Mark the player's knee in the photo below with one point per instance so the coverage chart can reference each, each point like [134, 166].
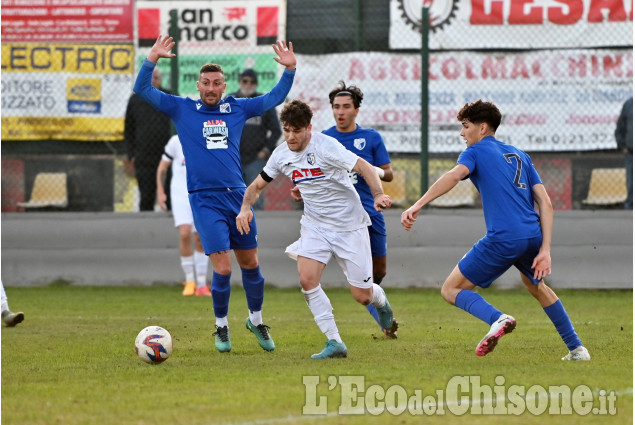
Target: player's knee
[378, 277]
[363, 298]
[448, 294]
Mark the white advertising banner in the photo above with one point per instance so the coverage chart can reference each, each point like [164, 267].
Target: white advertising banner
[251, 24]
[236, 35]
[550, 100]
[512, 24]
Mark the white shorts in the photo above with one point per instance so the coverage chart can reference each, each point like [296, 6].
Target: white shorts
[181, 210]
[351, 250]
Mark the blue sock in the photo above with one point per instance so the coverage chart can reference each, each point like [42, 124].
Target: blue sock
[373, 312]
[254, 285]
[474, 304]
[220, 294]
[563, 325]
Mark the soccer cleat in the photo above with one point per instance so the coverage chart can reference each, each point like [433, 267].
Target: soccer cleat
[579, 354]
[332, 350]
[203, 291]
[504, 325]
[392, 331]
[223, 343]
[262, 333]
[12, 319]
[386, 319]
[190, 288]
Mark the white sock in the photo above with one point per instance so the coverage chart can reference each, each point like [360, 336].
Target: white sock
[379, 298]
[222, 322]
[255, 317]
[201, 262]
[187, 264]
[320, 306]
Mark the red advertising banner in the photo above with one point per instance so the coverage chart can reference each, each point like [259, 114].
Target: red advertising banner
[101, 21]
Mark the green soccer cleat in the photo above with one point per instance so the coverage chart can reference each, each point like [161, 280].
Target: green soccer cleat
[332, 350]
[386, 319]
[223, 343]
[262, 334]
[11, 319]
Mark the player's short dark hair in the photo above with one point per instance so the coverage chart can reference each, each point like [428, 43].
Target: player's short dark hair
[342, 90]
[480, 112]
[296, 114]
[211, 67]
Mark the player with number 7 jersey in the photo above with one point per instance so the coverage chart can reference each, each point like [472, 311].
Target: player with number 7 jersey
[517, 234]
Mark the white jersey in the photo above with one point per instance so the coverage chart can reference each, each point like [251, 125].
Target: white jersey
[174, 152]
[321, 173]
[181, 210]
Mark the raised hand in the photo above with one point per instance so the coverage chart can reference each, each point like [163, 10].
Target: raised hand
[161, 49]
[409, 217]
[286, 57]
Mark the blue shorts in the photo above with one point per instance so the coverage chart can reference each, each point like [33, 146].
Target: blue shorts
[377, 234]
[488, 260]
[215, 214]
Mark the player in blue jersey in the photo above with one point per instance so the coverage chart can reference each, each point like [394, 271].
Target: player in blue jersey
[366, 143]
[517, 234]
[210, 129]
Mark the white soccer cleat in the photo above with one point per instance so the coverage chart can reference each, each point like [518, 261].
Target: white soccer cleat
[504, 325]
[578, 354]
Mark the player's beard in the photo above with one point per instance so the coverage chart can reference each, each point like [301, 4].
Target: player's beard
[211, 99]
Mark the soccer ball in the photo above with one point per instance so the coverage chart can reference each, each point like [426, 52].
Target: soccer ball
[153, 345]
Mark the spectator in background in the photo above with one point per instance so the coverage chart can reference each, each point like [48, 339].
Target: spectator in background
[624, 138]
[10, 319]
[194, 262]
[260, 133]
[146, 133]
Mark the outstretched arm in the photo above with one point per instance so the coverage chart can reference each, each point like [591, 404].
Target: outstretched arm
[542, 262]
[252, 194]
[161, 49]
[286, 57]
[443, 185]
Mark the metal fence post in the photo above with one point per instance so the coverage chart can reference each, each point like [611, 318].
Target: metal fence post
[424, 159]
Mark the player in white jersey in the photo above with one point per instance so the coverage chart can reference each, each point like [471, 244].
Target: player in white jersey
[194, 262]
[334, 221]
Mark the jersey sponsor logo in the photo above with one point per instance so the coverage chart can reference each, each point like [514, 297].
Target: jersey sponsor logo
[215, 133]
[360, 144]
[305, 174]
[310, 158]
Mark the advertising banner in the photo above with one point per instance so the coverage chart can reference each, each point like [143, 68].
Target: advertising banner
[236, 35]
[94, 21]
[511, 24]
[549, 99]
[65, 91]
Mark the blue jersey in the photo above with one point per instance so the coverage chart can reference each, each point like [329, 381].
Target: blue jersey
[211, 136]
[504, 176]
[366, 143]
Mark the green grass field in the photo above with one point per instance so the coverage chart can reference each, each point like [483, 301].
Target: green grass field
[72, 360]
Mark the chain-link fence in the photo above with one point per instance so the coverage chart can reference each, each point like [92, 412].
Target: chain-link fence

▶ [Task instructions]: Copy out every line in the records where the word "chain" is found.

▶ [Task answer]:
Mark the chain-link fence in the photo above with one point per instance so the coverage chart can reference each, each point like [92, 412].
Target: chain-link fence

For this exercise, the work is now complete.